## Data for analysis
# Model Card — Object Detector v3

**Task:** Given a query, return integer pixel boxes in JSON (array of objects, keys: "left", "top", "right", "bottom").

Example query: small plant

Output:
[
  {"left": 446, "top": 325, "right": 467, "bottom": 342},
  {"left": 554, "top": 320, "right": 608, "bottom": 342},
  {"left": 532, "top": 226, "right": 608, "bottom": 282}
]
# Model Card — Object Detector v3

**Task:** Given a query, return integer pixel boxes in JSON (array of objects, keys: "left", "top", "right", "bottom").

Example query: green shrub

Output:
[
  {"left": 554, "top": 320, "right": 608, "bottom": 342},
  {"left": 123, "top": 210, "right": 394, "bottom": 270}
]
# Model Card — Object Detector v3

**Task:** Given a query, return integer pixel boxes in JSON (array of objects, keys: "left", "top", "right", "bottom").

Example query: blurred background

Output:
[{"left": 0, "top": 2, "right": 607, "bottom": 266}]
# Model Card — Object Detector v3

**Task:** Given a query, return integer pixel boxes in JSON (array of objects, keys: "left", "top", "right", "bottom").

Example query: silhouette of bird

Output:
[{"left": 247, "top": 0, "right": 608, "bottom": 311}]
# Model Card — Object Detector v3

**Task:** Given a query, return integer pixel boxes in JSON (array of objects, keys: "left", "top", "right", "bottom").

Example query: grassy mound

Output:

## What to work on
Whenever "Example" occurs in a line above, copy that line.

## Your response
Example query: small plant
Example query: green shrub
Example query: blurred background
Example query: silhouette of bird
Example query: grassy mound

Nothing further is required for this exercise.